> _TRECHO CITADO_:
* * * * * * * * *
Júlio Isidro: “Fiz sempre o culto da diversão inteligente”

É um dos nomes maiores da comunicação, da rádio e da televisão, criador de programas marcantes como Febre de Sábado de Manhã e Passeio dos Alegres. Inventou passatempos, meteu 27 pessoas num mini. Descobriu António Variações e muitos outros talentos. Entrevistou as maiores celebridades de Hollywood. Tem 80 anos, feitos este mês, e 65 de RTP assinalados quinta-feira passada. Mantém a timidez e a alegria de fazer. É modesto, mas não humilde. Continua a trabalhar e a esticar os dias. Com imenso prazer.

Nasceu em Lisboa numa família conservadora. Tinha 15 anos quando se estreou na RTP e 18 quando fez a sua primeira emissão no Rádio Clube Português. Nunca mais parou. Profissional dos sete instrumentos no ofício de comunicar. Fez de tudo. Criou, escreveu, editou, sonorizou, animou programas musicais, fez reportagem, produziu, entrevistou, realizou, apresentou. Reinventou a arte do entretenimento, deu palco a muitos talentos. Mediu narizes com Dustin Hoffman, deu dois beijinhos a Julia Roberts, ficou às escuras com Jamie Lee Curtis, tomou chá com Meryl Streep.

Continua no ar. “Inesquecível”, na RTP Memória, faz 14 anos em março. “Hotel Califórnia”, na Renascença, vai na oitava temporada. Prepara o segundo e último volume da sua autobiografia e burila livros infantis para editar. Constrói aviões desde miúdo, agora numa oficina na cave de casa. Encontrámo-nos na RTP num dia intenso (o seu grande amigo e braço-direito António Barra, Barrinha como lhe chama, estava a morrer), a conversa durou mais de duas horas. Dirá quase no fim: “A popularidade é uma coisa efémera, é uma faca de dois gumes, um oásis virtual”.

Como é que um miúdo tímido se torna num dos maiores nomes da televisão?
O palco, as câmaras, as luzes em cima dos olhos, são o meu divã de psiquiatra.

É aí que descontrai?
É ali que minto a mim próprio.

Como assim?
É ali que sou outra coisa que não sou exatamente na vida real, muito embora, felizmente para mim, acho que a minha imagem corresponde àquilo que sou como pessoa. Mas o fulano com senso de humor, com gracinhas, não é rigorosamente o menino tímido que continuo a ser, cá dentro de mim, no meu dia a dia.

Dizia que ontem, um domingo, escreveu dois guiões, hoje tem o dia cheio, amanhã duas gravações. Como consegue esticar o tempo?
Com uma fórmula que encontrei para mim próprio. Eu vivo a empurrar-me pelas costas. Com esta idade, justificar-se-ia que me levantasse sem projeto. Se assim fosse, dentro de muito pouco tempo, o único projeto seria o velório. O ideal é fazer o que faço, empurrar-me a mim próprio.
* * * * * * * * *
> _DADOS DISPONÍVEIS_:

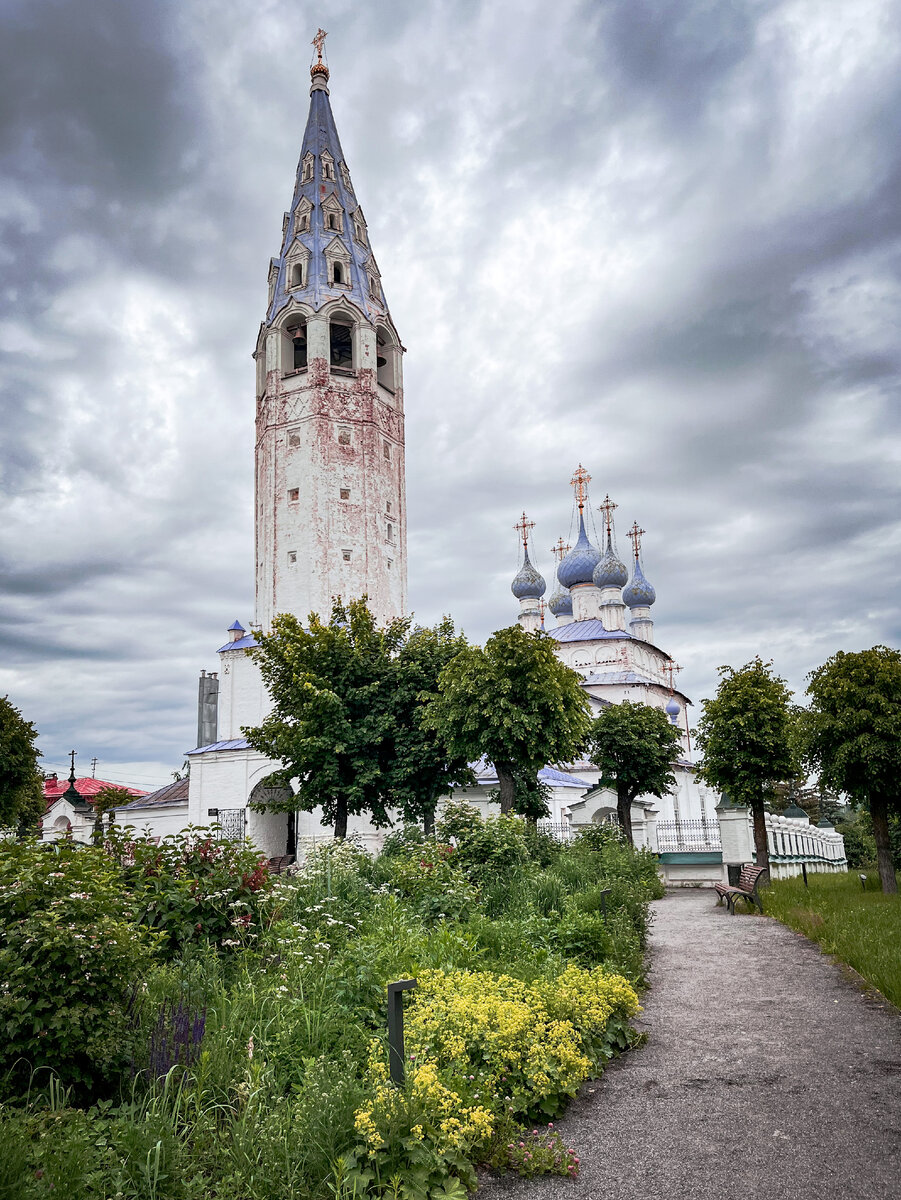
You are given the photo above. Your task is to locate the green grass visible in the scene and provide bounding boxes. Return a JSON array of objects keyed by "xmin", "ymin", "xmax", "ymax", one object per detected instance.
* * * * * * * * *
> _O QUE FAZER_:
1 – Responda, com base no trecho citado, às perguntas seguintes:
(a) Com que idade Júlio Isidro se estreou na RTP?
(b) Em que estação é emitido o programa "Hotel Califórnia"?
(c) Onde constrói ele agora os seus aviões?
2 – Devolva do trecho citado a parte que começa nas palavras "O palco, as" e termina depois de "esticar o tempo?".
3 – Traduza para inglês esta frase do trecho citado: "Tinha 15 anos quando se estreou na RTP e 18 quando fez a sua primeira emissão no Rádio Clube Português."

> _LISTA DE SOLUÇÕES_:
1 –
(a) Com 15 anos.
(b) Na Renascença.
(c) Numa oficina na cave de casa.

2 –
O palco, as câmaras, as luzes em cima dos olhos, são o meu divã de psiquiatra.

É aí que descontrai?
É ali que minto a mim próprio.

Como assim?
É ali que sou outra coisa que não sou exatamente na vida real, muito embora, felizmente para mim, acho que a minha imagem corresponde àquilo que sou como pessoa. Mas o fulano com senso de humor, com gracinhas, não é rigorosamente o menino tímido que continuo a ser, cá dentro de mim, no meu dia a dia.

Dizia que ontem, um domingo, escreveu dois guiões, hoje tem o dia cheio, amanhã duas gravações. Como consegue esticar o tempo?

3 – He was 15 when he made his debut on RTP and 18 when he did his first broadcast on Rádio Clube Português.